*PROBLEM DESCRIPTION*.
Return the lines that run from the beginning of the entries to the line holding "of the eucalyptus", inclusive, and drop the pictures.

(ENTRIES SUPPLIED Opens)

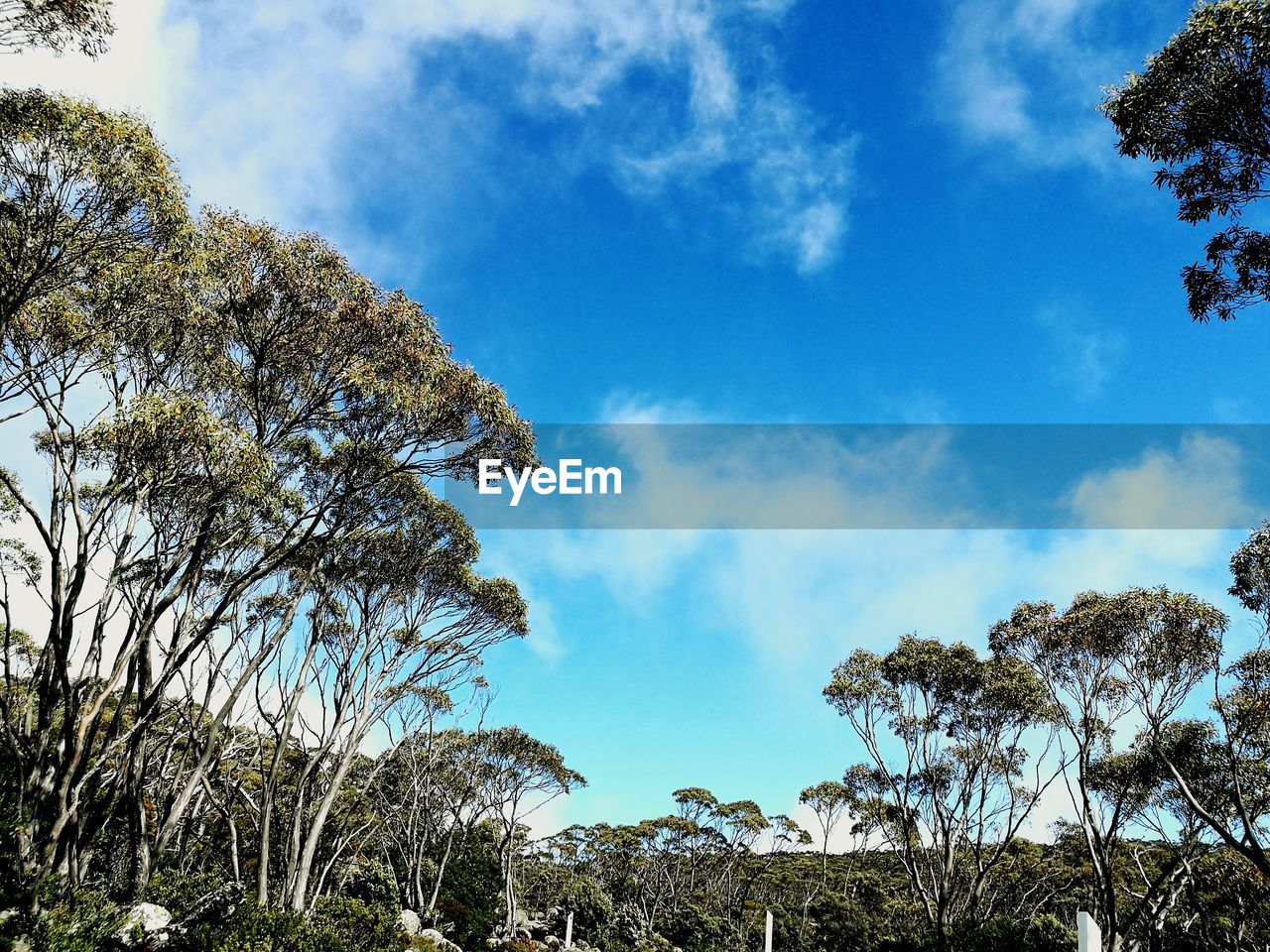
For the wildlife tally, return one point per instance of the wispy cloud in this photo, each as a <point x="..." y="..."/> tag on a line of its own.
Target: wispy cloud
<point x="1024" y="77"/>
<point x="309" y="112"/>
<point x="1083" y="353"/>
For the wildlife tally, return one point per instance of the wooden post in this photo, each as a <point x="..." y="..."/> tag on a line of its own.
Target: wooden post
<point x="1087" y="933"/>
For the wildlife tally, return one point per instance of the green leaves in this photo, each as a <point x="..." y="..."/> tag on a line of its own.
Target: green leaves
<point x="1202" y="108"/>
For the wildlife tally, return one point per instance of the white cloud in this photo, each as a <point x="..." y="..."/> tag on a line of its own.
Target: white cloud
<point x="300" y="111"/>
<point x="1201" y="484"/>
<point x="1084" y="353"/>
<point x="1024" y="77"/>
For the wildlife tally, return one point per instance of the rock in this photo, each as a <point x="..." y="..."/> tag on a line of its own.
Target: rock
<point x="149" y="919"/>
<point x="440" y="941"/>
<point x="411" y="921"/>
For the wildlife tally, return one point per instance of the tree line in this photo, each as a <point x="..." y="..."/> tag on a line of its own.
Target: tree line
<point x="243" y="635"/>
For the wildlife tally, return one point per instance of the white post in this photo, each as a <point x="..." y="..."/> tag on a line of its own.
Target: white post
<point x="1087" y="933"/>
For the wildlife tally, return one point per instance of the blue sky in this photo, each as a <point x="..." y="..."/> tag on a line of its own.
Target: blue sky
<point x="685" y="209"/>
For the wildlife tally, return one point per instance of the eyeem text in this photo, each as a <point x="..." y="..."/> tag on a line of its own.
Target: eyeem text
<point x="570" y="479"/>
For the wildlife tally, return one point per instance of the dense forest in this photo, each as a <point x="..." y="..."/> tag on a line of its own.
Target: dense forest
<point x="243" y="699"/>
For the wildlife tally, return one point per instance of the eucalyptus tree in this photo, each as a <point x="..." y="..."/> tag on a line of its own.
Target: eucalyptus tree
<point x="55" y="24"/>
<point x="216" y="412"/>
<point x="520" y="774"/>
<point x="828" y="800"/>
<point x="1202" y="111"/>
<point x="1103" y="661"/>
<point x="951" y="782"/>
<point x="1222" y="767"/>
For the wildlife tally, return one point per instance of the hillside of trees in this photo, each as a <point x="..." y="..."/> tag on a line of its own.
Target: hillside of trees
<point x="243" y="699"/>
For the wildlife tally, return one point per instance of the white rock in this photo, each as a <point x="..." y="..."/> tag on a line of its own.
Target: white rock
<point x="411" y="921"/>
<point x="440" y="941"/>
<point x="149" y="916"/>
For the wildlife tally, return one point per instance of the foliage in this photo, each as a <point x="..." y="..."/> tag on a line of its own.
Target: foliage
<point x="1201" y="109"/>
<point x="55" y="24"/>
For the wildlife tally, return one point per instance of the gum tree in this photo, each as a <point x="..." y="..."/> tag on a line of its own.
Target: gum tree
<point x="55" y="24"/>
<point x="1102" y="661"/>
<point x="949" y="780"/>
<point x="216" y="412"/>
<point x="1201" y="109"/>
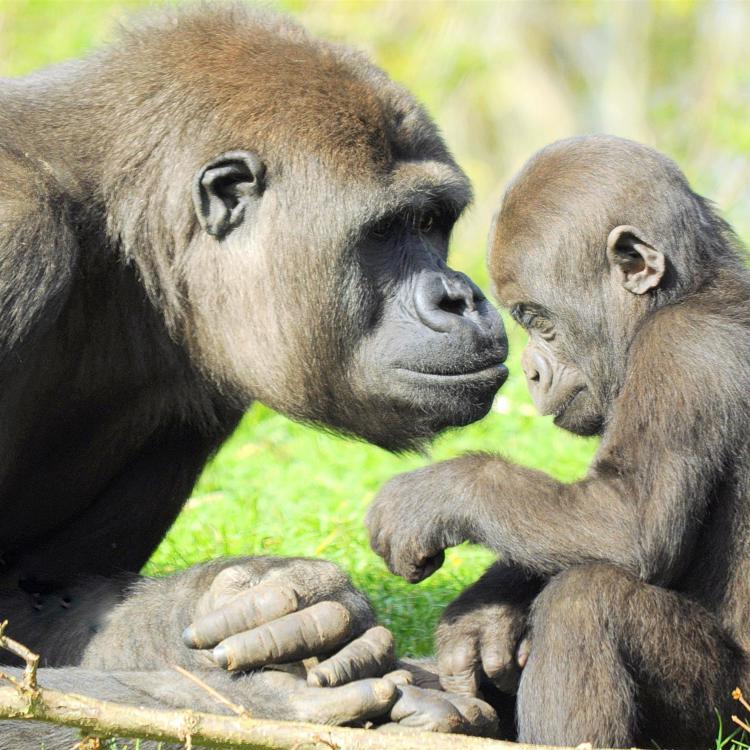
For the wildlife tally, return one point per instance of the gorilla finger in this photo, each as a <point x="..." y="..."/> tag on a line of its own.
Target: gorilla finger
<point x="308" y="632"/>
<point x="357" y="701"/>
<point x="429" y="710"/>
<point x="459" y="669"/>
<point x="480" y="718"/>
<point x="261" y="604"/>
<point x="370" y="655"/>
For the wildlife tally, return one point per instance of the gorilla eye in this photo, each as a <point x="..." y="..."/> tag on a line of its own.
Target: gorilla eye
<point x="426" y="223"/>
<point x="383" y="228"/>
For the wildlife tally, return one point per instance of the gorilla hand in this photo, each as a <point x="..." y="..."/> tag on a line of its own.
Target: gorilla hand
<point x="262" y="611"/>
<point x="413" y="519"/>
<point x="422" y="705"/>
<point x="481" y="635"/>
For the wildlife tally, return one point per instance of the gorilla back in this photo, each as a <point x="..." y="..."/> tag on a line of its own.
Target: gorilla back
<point x="215" y="210"/>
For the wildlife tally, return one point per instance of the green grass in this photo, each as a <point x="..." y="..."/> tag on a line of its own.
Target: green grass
<point x="501" y="79"/>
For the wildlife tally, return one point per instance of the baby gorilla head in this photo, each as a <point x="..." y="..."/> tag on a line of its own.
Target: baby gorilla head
<point x="582" y="289"/>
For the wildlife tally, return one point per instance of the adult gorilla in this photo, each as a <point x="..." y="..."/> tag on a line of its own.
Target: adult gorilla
<point x="215" y="210"/>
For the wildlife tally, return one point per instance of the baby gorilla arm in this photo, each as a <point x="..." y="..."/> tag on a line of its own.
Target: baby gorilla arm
<point x="640" y="507"/>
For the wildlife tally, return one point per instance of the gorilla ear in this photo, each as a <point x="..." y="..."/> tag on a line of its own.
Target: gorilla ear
<point x="224" y="188"/>
<point x="639" y="265"/>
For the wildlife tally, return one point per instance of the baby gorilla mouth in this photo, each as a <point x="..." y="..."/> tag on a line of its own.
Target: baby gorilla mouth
<point x="568" y="402"/>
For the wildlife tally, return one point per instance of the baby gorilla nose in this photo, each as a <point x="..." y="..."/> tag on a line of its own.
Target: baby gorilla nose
<point x="448" y="301"/>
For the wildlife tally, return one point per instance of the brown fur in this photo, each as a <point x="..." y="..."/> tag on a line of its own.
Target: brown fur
<point x="132" y="338"/>
<point x="642" y="625"/>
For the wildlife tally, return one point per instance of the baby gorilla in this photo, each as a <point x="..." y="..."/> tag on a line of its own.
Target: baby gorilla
<point x="631" y="585"/>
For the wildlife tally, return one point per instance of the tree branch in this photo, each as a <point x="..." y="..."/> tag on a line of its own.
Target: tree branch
<point x="26" y="700"/>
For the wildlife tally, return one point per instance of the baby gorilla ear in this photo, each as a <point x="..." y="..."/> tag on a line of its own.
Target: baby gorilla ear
<point x="639" y="265"/>
<point x="224" y="188"/>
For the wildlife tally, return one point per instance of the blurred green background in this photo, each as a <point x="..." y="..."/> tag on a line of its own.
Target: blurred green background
<point x="501" y="79"/>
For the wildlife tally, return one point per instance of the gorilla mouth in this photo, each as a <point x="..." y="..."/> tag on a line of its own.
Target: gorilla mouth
<point x="496" y="373"/>
<point x="565" y="405"/>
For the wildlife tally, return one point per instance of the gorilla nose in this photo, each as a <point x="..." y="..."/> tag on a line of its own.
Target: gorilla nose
<point x="448" y="301"/>
<point x="536" y="369"/>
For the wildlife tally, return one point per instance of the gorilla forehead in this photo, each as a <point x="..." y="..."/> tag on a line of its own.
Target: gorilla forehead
<point x="564" y="202"/>
<point x="261" y="75"/>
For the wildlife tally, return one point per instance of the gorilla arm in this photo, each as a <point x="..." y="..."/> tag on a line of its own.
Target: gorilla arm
<point x="640" y="506"/>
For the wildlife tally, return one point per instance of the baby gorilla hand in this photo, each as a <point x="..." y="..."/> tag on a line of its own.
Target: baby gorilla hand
<point x="481" y="635"/>
<point x="263" y="611"/>
<point x="412" y="520"/>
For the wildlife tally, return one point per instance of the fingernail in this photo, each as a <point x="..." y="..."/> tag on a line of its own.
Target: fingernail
<point x="188" y="636"/>
<point x="315" y="679"/>
<point x="221" y="657"/>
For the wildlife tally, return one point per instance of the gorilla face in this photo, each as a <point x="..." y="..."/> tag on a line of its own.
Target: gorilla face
<point x="334" y="303"/>
<point x="308" y="268"/>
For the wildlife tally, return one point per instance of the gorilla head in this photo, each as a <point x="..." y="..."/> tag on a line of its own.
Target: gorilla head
<point x="301" y="204"/>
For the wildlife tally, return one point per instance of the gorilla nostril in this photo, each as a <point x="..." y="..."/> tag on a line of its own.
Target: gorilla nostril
<point x="447" y="301"/>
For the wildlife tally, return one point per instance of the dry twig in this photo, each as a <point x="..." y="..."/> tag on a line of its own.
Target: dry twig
<point x="27" y="700"/>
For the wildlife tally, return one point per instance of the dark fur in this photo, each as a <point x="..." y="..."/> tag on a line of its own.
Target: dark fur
<point x="642" y="630"/>
<point x="131" y="340"/>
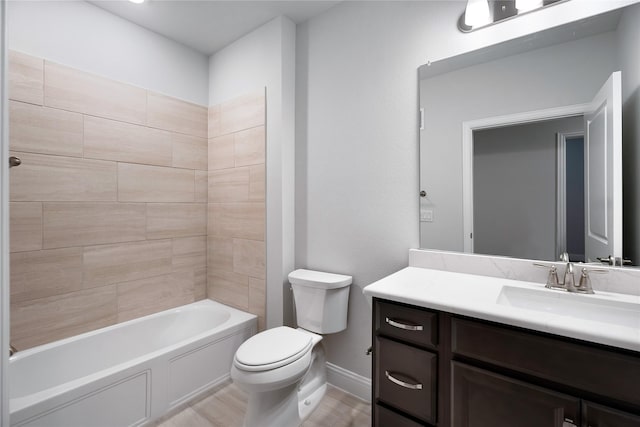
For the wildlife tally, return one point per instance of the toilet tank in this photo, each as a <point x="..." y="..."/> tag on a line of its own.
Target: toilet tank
<point x="321" y="300"/>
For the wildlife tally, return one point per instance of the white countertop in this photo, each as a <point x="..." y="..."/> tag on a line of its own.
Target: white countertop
<point x="586" y="318"/>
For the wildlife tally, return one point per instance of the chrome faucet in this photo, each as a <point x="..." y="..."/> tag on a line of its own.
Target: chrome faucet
<point x="569" y="281"/>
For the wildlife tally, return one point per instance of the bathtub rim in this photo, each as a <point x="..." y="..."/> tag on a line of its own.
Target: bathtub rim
<point x="237" y="321"/>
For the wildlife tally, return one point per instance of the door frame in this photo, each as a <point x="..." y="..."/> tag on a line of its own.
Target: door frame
<point x="492" y="122"/>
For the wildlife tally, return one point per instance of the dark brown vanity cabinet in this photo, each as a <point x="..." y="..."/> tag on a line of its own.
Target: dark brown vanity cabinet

(ENTRIES SUPPLIED Closes)

*ANSWER TO THE PROBLEM*.
For the wildlife tally, return one point per instance of the wispy cloud in this photo, each as a <point x="..." y="..."/> tag on a line of its own.
Target: wispy cloud
<point x="1024" y="77"/>
<point x="309" y="112"/>
<point x="1083" y="353"/>
For the wildlife tally, return one point per instance of the wooden post in this photo, each as a <point x="..." y="..."/> tag on a line of its own.
Target: wooden post
<point x="1087" y="933"/>
For the wildlife tally, return one point per instance of the green leaves in this photo, each as a <point x="..." y="..."/> tag on a line of its own.
Target: green leaves
<point x="1202" y="108"/>
For the wildlife tally, return one point per instance of the white cloud in this photo, each as a <point x="..." y="..."/> tag on a line of its own.
Target: white cloud
<point x="300" y="111"/>
<point x="1201" y="484"/>
<point x="1084" y="353"/>
<point x="1024" y="77"/>
For the wildlife tally, return one point per instance of the rock in this photo, each as a <point x="..." y="..."/> tag on a line of its own.
Target: rock
<point x="149" y="919"/>
<point x="440" y="941"/>
<point x="411" y="921"/>
For the wildlife tally, return one point per instance of the tree line in this photo, each as a <point x="..." y="..."/> tag on a line of its own.
Target: tree line
<point x="243" y="635"/>
For the wildlife tally, return one point per instance of the white post in this photo, each as a <point x="..." y="..."/> tag on a line of its own.
Target: white post
<point x="1087" y="933"/>
For the wildlife tally, return one point per instance of the blue sky in this photo, each as a <point x="..." y="..."/> tag on a line of its own.
Target: blue sky
<point x="685" y="209"/>
For the wildlife tally, return one point per instance of the eyeem text in this photo, each as a <point x="..." y="..."/> tag on a line of its own.
Target: eyeem text
<point x="570" y="479"/>
For the wildlife tally, return one point per instance of the dense forest in this photo, each as a <point x="..." y="..."/> tag on a line of its own.
Target: dense forest
<point x="243" y="699"/>
For the wildlife tally, return one point per instance of the eucalyptus tree in this photo, each as a <point x="..." y="..."/> tag on a line of its own.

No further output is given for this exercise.